• **GIVEN INSTRUCTION**: Faithfully return all lines, omitting every embedded picture.

• **DATASET ROWS**:
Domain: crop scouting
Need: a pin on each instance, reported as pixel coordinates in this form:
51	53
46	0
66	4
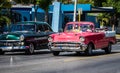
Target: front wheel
2	52
89	51
31	49
56	53
108	49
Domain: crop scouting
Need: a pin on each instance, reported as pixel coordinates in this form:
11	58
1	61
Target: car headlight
82	39
50	39
22	37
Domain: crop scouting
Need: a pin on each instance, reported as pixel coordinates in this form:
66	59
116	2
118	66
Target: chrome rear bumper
67	46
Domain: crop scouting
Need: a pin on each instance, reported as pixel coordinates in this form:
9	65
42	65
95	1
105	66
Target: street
67	62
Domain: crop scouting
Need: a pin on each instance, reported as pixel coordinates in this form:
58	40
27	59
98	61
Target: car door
41	36
47	32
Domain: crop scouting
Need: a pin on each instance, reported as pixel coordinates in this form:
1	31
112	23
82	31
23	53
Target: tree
44	4
5	5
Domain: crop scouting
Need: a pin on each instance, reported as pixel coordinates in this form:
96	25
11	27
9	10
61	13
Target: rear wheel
56	53
31	49
108	49
89	51
2	52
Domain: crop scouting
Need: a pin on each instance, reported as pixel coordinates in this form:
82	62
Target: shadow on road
38	52
82	54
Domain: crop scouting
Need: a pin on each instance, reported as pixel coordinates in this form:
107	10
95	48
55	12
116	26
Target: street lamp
75	8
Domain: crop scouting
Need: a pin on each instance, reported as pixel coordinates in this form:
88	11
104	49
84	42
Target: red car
81	37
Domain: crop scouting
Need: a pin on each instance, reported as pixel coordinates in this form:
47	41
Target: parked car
81	37
25	36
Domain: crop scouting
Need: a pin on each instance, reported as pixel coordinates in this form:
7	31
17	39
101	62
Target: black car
26	36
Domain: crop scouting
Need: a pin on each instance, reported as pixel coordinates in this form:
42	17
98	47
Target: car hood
12	35
68	37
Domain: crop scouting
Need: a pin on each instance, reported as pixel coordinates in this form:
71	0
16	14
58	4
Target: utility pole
75	8
35	13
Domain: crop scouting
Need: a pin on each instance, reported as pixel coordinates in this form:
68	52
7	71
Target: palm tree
4	16
44	4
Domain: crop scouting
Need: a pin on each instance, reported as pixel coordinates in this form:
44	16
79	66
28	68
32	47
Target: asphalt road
68	62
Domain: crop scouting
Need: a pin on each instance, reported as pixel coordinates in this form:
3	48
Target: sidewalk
118	37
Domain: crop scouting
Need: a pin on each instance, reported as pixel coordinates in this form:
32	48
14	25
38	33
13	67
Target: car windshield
22	27
78	28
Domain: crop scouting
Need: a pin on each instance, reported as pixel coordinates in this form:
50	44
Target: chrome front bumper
12	48
67	46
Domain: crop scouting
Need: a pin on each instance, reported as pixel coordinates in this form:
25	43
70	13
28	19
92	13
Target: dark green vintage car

• **SOLUTION FOR THIS EXERCISE**:
Domain: crop scouting
Need: a pin on each instance, reported as pixel coordinates in this form:
51	53
46	0
66	4
Target: front wheel
2	52
89	51
31	49
56	53
108	49
Domain: crop scouting
Need: a pin on each instance, reported as pixel coordinates in this form:
11	58
1	61
Target: car headlight
82	39
50	39
22	37
Domain: crop scouting
Need: a pin on each instance, reported as pixel coordinates in this form:
66	59
116	2
118	66
Target: chrome rear bumper
67	46
Domain: crop scouting
Need: a pin on each instance, reported as pixel coordinates in this form:
9	65
42	65
95	1
105	66
Target: street
67	62
Domain: crop scouting
Need: a pin on each instance, reported as pixel coordinates in this form:
58	40
27	59
98	61
Target: car door
41	36
47	32
Domain: crop scouting
Need: a pin on each instance, reported as pixel coordinates in this form:
1	31
112	23
82	31
23	53
Target: tree
44	4
5	5
Domain: crop scouting
Need: a pin on each instance, reported as pixel coordinates in this form:
96	25
11	27
9	10
61	13
Target: rear wheel
56	53
31	49
108	49
89	51
2	52
Domain: crop scouting
Need: a pin on each instance, reported as pixel coordinates in this form:
82	62
Target: shadow on road
38	52
82	54
Domain: crop scouting
Need: a pin on each instance, reported as pixel coordinates in this form:
107	10
95	48
55	12
116	26
Target: street lamp
75	8
Domain: crop scouting
Need: a pin on each instance, reported as pixel coordinates in this form:
88	11
104	49
84	42
Target: red car
81	37
Domain: crop scouting
Need: a pin on each instance, reported as pixel coordinates in this form:
47	41
Target: parked car
81	37
25	36
Domain: crop scouting
Need: a pin on each instance, reported as pixel coordinates in this form:
7	31
17	39
101	62
Target: black car
26	36
Domain: crop scouting
Need: a pin on each instance, reported as pixel coordinates in this form:
42	17
98	47
Target: car hood
12	35
68	37
Domain: crop scouting
Need: a pin on each instance, reported as pixel coordinates in this form:
71	0
16	14
58	4
Target: utility pole
75	8
35	13
Domain: crop scouting
Need: a pin on each instance, reported as pixel coordinates in this form:
68	52
7	71
Target: palm tree
4	16
44	4
Domain: crop scouting
Need: a pin on each instance, reported as pixel coordinates in this form:
44	16
79	66
28	68
32	47
Target: asphalt road
68	62
Domain: crop scouting
Need: a pin on each instance, reported as pixel coordinates in this form:
3	48
Target: sidewalk
118	37
Domain: crop scouting
Need: a pin on each instance, reported as pixel coordinates in this form:
32	48
14	25
38	33
13	67
Target: car windshield
22	27
78	28
Domain: crop scouting
Need: a pin on each instance, reported as pixel coordinates in this form:
50	44
Target: chrome front bumper
12	48
67	46
Domain: crop scouting
Need: a pin on each instance, reported as pixel coordinates in this form:
25	43
70	13
28	19
92	13
Target: dark green vintage car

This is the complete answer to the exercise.